EasyVMAF: Running VMAF In The Wild

VMAF is one of the most popular tools for video quality assessment, and it is well on its way to becoming a standard reference metric for the video industry. However, running VMAF can get tricky in some situations and lead to wrong results. In this article, guest author Gabriel Dávila Revelo introduces us to a tool (easyVMAF) that he’s developed to make VMAF computations easier and straightforward.

VMAF is a full reference metric that compares the reference (or source) and distorted video sequences to predict the subjective video quality.

The advantage of VMAF lies in the fact that it seeks to mimic the viewer’s perception (or human visual system) instead of purely objective metrics such as PSNR or SSIM. For an in-depth explanation of VMAF, please read the official Netflix blog.

Several 3rd-party tools have been built on top of VMAF with the participation of the open-source community. As a result, VMAF is available via several open-source packages such as the VMAF python library, VMAFossexec (C executable), a VMAF docker image, libvmaf (C library), and via FFmpeg compiled with libvmaf.

Note: You can find Installation procedures for FFmpeg, VMAF, and usage here on OTTVerse.com

Inspite of several tools being available to compute VMAF, it is often challenging to adhere to the strict set of requirements that the VMAF tool imposes. Some of these requirements are –

The reference and distorted videos need to be frame-synchronized. The scan mode (interlaced/progressive) has to match; they have to have the same duration; they have to have the same frame-rate.
The reference and distorted videos’ resolution has to match, which often requires a robust up/down-scaling procedure.

Hence in practice, the videos have to be normalized/equalized if the reference and distorted videos do not meet the above-mentioned requirements.

In this tutorial, we will go through a series of recommendations using FFmpeg-based examples to show you how to normalize your streams for using VMAF.

Finally, we introduce easyVMAF, an open-source tool to automate your VMAF computations.

In the next few sections, we will tackle the basics of (i) scaling videos, (ii) frame synchronization, and (iii) finally; we talk about easyVMAF.

To keep the article’s length reasonable, we show only basic examples. For complete use cases, please head over to https://github.com/gdavila/easyVMAF.

Without further ado, let’s get started!

Table of Contents

Scaling Video Resolution to The Right VMAF Model

The available VMAF implementations support three models: HD, 4K, and Phone.

Each model was trained by the team at Netflix, considering different scenarios such as screen size, resolution, and viewer’s distance from the display device.

Accordingly, VMAF specifications require that video resolutions match with the video resolution expected by each mode (refer to the first FAQ here):

The HD and Phone models require 1920x1080 video as their inputs.
The 4K model requires 3840x2160 as its input.

The mismatch between the source and destination videos’ resolution can be solved using bicubic interpolation in FFmpeg’s scale filter.

+-------+

*Tasks for this exercise*:
A – In the easyVMAF article, what input resolution does the 4K model require?
B – Reproduce the easyVMAF article word for word from "Hence in practice, the" to "your VMAF computations.".

+-------+

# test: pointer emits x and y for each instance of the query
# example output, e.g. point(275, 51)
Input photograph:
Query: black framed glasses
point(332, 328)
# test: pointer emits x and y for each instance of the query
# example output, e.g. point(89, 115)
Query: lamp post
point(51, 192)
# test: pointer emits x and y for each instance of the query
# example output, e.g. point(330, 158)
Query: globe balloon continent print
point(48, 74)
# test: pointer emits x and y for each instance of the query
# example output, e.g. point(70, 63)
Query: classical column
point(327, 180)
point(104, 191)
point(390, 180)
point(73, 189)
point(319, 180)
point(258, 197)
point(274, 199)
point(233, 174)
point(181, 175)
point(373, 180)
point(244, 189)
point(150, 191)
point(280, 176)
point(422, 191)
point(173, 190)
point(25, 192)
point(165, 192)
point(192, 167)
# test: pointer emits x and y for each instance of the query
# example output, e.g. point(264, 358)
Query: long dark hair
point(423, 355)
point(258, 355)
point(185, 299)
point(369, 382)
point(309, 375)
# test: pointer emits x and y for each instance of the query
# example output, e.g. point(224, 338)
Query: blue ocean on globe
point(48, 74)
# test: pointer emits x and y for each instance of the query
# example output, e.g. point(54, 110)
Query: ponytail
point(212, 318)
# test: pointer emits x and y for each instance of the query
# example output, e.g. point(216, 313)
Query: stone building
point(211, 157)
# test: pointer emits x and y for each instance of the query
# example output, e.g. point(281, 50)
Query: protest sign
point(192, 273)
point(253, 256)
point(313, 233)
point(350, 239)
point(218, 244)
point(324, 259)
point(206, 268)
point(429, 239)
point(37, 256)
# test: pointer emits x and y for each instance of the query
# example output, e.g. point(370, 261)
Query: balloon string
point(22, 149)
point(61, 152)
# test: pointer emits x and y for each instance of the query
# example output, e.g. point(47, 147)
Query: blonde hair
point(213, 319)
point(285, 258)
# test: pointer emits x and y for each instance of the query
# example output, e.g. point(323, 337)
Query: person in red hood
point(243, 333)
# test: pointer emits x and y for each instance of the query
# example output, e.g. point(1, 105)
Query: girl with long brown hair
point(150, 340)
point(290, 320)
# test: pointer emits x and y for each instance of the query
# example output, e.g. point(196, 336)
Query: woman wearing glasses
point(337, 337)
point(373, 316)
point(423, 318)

+-------+

*Full solutions*:
A – 3840x2160

B –
Hence in practice, the videos have to be normalized/equalized if the reference and distorted videos do not meet the above-mentioned requirements.

In this tutorial, we will go through a series of recommendations using FFmpeg-based examples to show you how to normalize your streams for using VMAF.

Finally, we introduce easyVMAF, an open-source tool to automate your VMAF computations.